### Bagian Latihan
1. Sebutkan semua bentuk kekerasan verbal yang disebutkan dalam teks tentang kekerasan anak di sekolah.
2. Lanjutkan teks tentang kekerasan anak di sekolah, mulai setelah kalimat terakhir yang tercantum.

### Teks Bacaan
--

Kekerasan antar siswa juga kerap terjadi yaitu berupa bullying yang merupakan perilaku agresif dan menekan dari seseorang yang lebih dominan terhadap orang yang lebih lemah, dimana seorang siswa atau lebih secara terus-menerus melakukan tindakan yang menyebabkan siswa lain menderita. Kekerasan yang terjadi dapat berupa kekerasan fisik seperti memukul, menendang, menjambak dan lain-lain. Selain bullying, kekerasan antar siswa yang sering terjadi adalah tawuran. Tawuran  mengakibatkan terjadinya perubahan sosial yang mengakibatkan norma-norma menjadi terabaikan dan mengakibatkan perubahan aspek hubungan sosial dalam masyarakat.
Selain kekerasan fisik juga terjadi kekerasan verbal seperti mengejek, menghina atau mengucapkan kata-kata yang menyinggung atau membuat cerita bohong yang menyebabkan siswa yang menjadi sasaran menjadi terkucilkan atau menjadi bahan  olok-olok sehingga siswa yang bersangkutan menjadi rendah diri, takut dan sebagainya. Penelitian terhadap 2.600 siswa SD di Kota Bandung dan Kabupaten Bandung menunjukkan bahwa 70% mengaku pernah mendapatkan tindakan yang tidak menyenangkan selama belajar sehingga sulit konsentrasi dalam belajar.[3]
Perlindungan terhadap anak di Indonesia yang tertuang dalam Undang-Undang No. 22 Tahun 2002 tentang Perlindungan Anak dianggap belum mampu mengatasi permasalah kekerasan anak yang terjadi di lingkungan sekolah. Bahkan beberapa waktu yang lalu terjadi pergolakan pro dan kontra tentang disahkannya Undang-Undang ini dalam ruang lingkup proses ajar mengajar di sekolah. Melihat dari kasus di atas diperlukan pencegahan dan penanganan lebih lanjut mengenai kekerasan anak di sekolah yang dikhawatirkan keberadaannya semakin sering terjadi di lingkungan sekolah.

1.2.Rumusan Masalah
1.   Apakah faktor-faktor penyebab terjadinya kekerasan anak di sekolah?
2. Bagaimanakah peran hukum positif Indonesia dalam melindungi hak-hak anak korban kekerasan di sekolah?
3. Bagaimana upaya pihak-pihak terkait dalam mencegah dan menanggulangi kekerasan anak di sekolah?

1.3.Tujuan Pembahasan
1.  Untuk mengetahui faktor-faktor penyebab terjadinya kekerasan anak di sekolah.
2.  Untuk mengetahui peran hukum positif Indonesia dalam melindungi hak-hak anak korban kekerasan di sekolah.

--

### Segmen Data
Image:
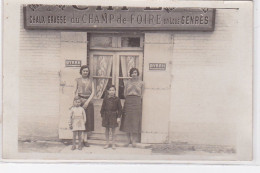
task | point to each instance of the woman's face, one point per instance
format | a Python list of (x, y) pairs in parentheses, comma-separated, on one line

--

### Hasil
1. mengejek; menghina; mengucapkan kata-kata yang menyinggung; membuat cerita bohong

2.
3. Untuk mengetahui upaya pihak-pihak terkait dalam mencegah dan menanggulangi kekerasan anak di sekolah.


BAB II
PEMBAHASAN

1.      Faktor-Faktor Penyebab Terjadinya Kekerasan Anak Di Sekolah
Siswa yang terancam atau disakiti patut diperhatikan oleh pihak sekolah, dengan memerhatikan siswa atau kelompok siswa yang rentan menjadi korban dan siswa atau kelompok siswa yang berpotensi menjadi pelaku kekerasan. Langkah-langkah yang harus dilakukan pihak sekolah dapat berupa membuat peraturan sekolah yang bersifat mencegah dan strategi mengelola kekerasan dengan tujuan untuk melindungi siswa-siwa yang menjadi korban secara terus-menerus.
Kemampuan sekolah mencegah dan menyelesaikan kekerasan antarsiswa juga dipengaruhi keterbukaan sekolah yang bersangkutan terhadap isu kekerasan ini. Selain itu pihak sekolah bisa melibatkan peran orang tua siswa untuk menyelesaikan kekerasan ini. Harus ada ketegasan pihak sekolah dan kejelasan sanksi yang diterapkan kepada pelaku agar pelaku berfikir ulang untuk melakukan kekerasan.
Kekerasan bisa menimbulkan cedera, seperti memar atau patah tulang yang bisa menyebabkan korban meninggal dan menyeret pelakunya ke penjara. Memukul murid juga tidak akan mempengaruhi perilaku mereka, bahkan kekerasan bisa menciptakan anak menjadi pemberontak, pemalu, tidak tenang, dan tidak secara ikhlas memenuhi permintahan atau perintah orang yang sudah berlaku keras kepadanya. Bahkan menurut Eizabeth Gersholff, dalam studi meta-analitis tahun 2003, yang menggabungkan riset selama enam puluh tahun tentang hukuman fisik, menemukan bahwa satu-satunya hasil positif dari kekerasan adalah kepatuhan sesaat.[4]

Penyebab anak melakukan bullying :
1.  Lingkungan sosial yang menjadi tempat anak tinggal memberikan contoh nyata tindal kekerasan. Baik berupa kekerasan dalam sosial, ekonomi, politik dan lainnya.
2. Menurut pendekatan filogenetik, terdapat pengaruh genetik terhadap sifat kekerasan. Tetapi sifat itu akan muncul apabila dipicu oleh keadaan lingkungan masyarakat.
3. Lingkungan sekolah yang formalistik dan kaku, bahkan bisa terjadi sikap dehumanisasi, membuat jarak antara relasi pendidik dengan peserta didik.
4.  Semakin menyempitnya ruang ekspresi anak di publik. Hegemoni pada ekpresi anak akan membuat anak mencoba terus untuk mengekspresikan kepada hal yang bersifat destruktif.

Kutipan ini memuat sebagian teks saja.